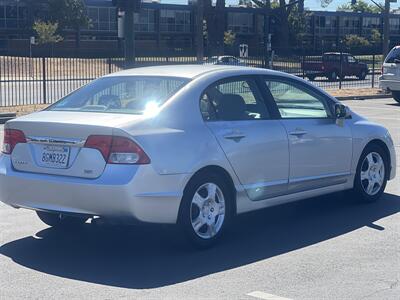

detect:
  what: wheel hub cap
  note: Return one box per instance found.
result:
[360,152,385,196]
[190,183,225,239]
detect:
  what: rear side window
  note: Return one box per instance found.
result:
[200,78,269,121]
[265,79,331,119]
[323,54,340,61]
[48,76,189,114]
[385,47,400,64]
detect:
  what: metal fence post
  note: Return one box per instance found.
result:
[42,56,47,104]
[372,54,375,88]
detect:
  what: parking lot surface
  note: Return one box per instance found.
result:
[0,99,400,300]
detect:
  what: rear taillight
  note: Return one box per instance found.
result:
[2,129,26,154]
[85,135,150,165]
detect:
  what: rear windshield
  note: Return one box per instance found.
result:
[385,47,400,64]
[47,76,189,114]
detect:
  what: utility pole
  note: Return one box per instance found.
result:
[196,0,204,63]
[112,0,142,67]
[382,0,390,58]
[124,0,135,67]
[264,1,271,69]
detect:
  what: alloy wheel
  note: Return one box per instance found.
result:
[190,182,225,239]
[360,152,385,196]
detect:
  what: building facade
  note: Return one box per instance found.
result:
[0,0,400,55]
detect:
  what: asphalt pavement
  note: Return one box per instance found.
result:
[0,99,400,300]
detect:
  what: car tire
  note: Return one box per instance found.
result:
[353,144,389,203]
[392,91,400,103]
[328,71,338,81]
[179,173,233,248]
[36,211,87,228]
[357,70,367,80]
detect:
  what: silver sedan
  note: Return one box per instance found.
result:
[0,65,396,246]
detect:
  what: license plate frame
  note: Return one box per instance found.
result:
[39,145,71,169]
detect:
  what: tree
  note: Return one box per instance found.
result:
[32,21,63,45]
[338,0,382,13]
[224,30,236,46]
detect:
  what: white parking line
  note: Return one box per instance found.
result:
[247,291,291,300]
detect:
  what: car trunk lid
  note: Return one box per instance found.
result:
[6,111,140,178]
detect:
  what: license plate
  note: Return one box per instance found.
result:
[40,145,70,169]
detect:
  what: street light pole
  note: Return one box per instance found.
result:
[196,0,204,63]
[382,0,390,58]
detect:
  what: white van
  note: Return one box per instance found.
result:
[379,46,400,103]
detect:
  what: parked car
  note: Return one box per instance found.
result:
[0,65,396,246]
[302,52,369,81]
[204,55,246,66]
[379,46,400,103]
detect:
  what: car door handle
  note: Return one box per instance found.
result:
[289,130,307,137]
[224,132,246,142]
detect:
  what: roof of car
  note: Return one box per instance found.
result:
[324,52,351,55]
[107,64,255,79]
□ □ □
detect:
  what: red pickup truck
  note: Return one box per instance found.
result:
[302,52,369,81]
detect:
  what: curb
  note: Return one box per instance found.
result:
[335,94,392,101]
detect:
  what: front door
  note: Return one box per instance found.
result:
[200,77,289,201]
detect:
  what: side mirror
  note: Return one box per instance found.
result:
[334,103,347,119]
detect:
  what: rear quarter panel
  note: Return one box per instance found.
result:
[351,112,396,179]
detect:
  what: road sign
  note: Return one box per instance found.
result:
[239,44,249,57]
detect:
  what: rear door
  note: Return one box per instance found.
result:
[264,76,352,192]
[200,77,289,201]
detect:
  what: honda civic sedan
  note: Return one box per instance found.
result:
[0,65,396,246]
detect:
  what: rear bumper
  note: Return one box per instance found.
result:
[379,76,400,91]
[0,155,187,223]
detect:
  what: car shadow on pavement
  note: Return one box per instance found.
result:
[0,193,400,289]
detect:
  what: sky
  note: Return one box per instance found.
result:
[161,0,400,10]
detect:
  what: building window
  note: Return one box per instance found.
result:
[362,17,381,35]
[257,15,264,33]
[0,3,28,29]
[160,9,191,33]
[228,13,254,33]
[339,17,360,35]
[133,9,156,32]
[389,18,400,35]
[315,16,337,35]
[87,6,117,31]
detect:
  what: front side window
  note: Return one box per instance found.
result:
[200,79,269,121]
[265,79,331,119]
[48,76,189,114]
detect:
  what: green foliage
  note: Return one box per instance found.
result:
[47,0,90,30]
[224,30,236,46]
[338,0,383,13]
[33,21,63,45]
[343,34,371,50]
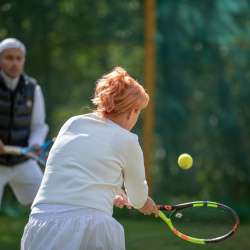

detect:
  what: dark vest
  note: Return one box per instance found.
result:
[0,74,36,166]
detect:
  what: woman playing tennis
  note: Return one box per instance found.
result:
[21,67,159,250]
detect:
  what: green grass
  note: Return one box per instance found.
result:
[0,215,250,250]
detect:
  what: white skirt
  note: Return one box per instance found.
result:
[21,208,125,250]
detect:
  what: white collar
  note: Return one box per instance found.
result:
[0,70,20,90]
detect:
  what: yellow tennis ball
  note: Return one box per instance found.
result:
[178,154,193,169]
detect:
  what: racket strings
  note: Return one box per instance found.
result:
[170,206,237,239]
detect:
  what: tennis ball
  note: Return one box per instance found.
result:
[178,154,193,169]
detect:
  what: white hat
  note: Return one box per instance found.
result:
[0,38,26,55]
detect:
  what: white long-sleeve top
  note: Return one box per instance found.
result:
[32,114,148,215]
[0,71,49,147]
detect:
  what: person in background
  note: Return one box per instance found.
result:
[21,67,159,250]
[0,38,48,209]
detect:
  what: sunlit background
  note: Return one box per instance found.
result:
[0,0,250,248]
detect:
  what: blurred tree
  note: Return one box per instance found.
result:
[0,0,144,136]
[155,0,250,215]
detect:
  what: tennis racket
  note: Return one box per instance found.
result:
□ □ □
Count the lines in the records above that contain the string "building" with matching case, and reply with the number alone.

[WRITTEN SOLUTION]: 2